§ **Text provided**:
<<<<

DMA, small buffers, and cache incoherence
All modern systems, of course, employ one or more levels of cache in the processor to cut down on slow accesses to main memory. One challenge with in-processor caching has always been to avoid doing the wrong thing when something other than the processor changes memory. On SMP systems, for example, any processor can write anywhere in memory, and the other processors have to adjust immediately. For that reason, SMP systems have elaborate schemes for moving "ownership" of cached data between processors. This "cache line bouncing" is effective but expensive; modern operating system kernels try to minimize the need for such bouncing.
Another possible source of cache confusion is DMA I/O. Peripheral devices doing DMA can change memory directly and leave the processor cache in an incorrect state. Some processors (i.e. the x86) have a coherent cache which notices changes made by peripherals and automatically updates itself. Other processors have incoherent caches which can be fooled by DMA I/O operations.

>>>>

[Bounding box annotation lines]
<<<<

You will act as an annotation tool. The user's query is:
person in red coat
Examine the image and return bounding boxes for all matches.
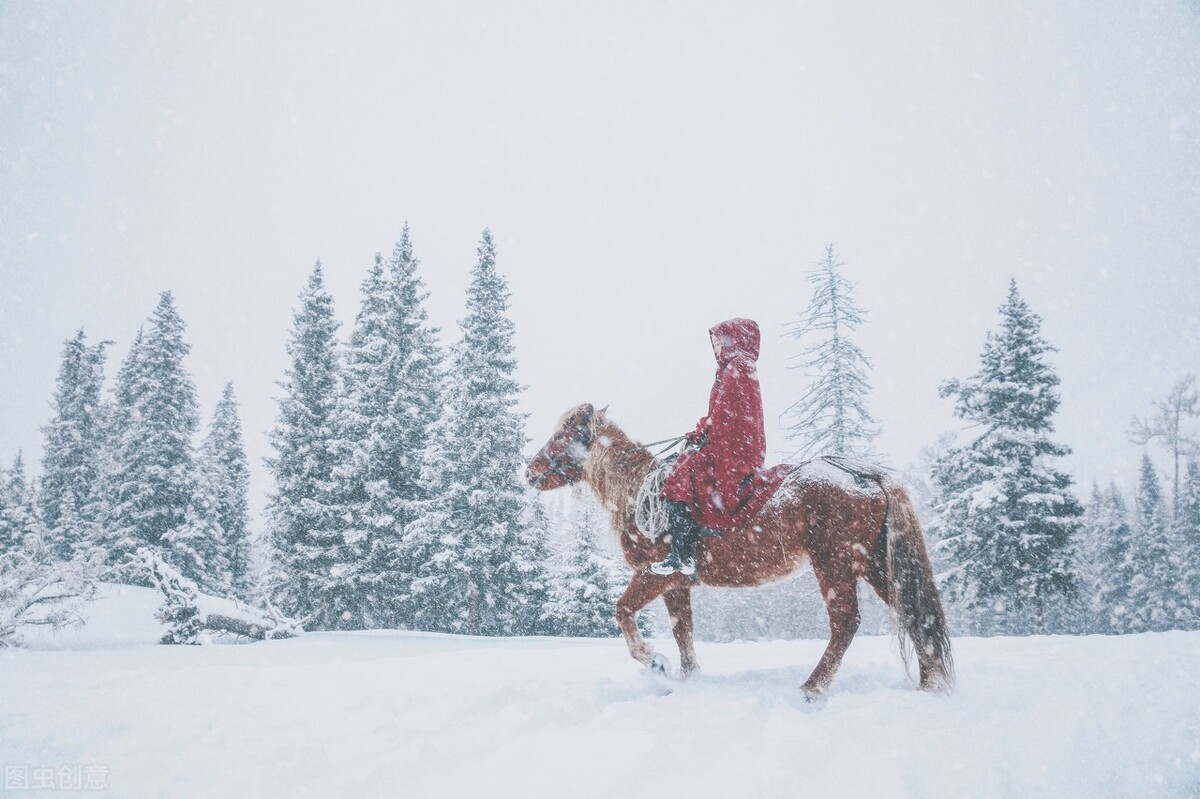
[650,319,778,575]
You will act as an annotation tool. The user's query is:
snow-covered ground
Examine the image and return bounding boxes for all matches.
[0,588,1200,798]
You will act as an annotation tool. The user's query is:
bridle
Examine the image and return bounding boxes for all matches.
[530,417,594,488]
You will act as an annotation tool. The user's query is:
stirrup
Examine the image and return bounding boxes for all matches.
[650,552,696,577]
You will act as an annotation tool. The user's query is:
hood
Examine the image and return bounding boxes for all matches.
[708,319,760,366]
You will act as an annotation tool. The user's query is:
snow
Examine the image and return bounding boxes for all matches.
[0,588,1200,798]
[775,458,882,497]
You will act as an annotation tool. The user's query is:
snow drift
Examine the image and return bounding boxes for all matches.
[0,588,1200,797]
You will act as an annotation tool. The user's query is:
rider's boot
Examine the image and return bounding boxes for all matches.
[650,499,700,576]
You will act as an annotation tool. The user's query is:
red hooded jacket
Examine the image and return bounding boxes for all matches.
[662,319,790,529]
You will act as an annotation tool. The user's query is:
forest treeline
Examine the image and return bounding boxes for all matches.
[0,233,1200,643]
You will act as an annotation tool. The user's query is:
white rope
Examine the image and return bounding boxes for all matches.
[634,463,672,541]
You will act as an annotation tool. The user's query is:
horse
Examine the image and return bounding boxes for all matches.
[526,403,954,701]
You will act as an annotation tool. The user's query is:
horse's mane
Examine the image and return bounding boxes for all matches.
[583,410,656,529]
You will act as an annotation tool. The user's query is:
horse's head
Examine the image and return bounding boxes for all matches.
[526,403,604,491]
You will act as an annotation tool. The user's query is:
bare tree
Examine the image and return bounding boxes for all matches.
[1129,374,1200,521]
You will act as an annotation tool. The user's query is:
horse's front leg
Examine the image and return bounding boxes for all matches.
[617,571,691,666]
[800,561,859,701]
[662,588,700,677]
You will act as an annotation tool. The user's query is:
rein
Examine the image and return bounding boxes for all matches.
[622,435,688,457]
[533,417,594,488]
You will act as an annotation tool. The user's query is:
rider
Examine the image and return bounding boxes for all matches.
[650,319,767,575]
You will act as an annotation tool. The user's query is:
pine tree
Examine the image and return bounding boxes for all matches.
[784,244,880,459]
[416,230,547,635]
[935,281,1082,633]
[331,256,400,627]
[368,223,445,627]
[1174,458,1200,630]
[40,330,108,559]
[544,494,619,638]
[198,383,251,599]
[268,263,350,630]
[1133,453,1180,631]
[96,326,145,565]
[335,224,443,627]
[109,292,222,590]
[1090,483,1141,633]
[1129,374,1200,521]
[0,452,98,648]
[0,451,35,552]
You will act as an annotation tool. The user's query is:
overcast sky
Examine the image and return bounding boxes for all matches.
[0,0,1200,520]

>>>>

Summarize the text on DMA and cache incoherence in two sentences. The lines above are separate material from the text on DMA and cache incoherence.

Processor caches cut down on slow main-memory accesses but risk doing the wrong thing when something other than the processor changes memory, a problem SMP systems handle with costly "cache line bouncing" that modern kernels try to minimize. DMA I/O by peripheral devices is another such source: some processors, such as the x86, have coherent caches that update themselves automatically, while others have incoherent caches that DMA operations can fool.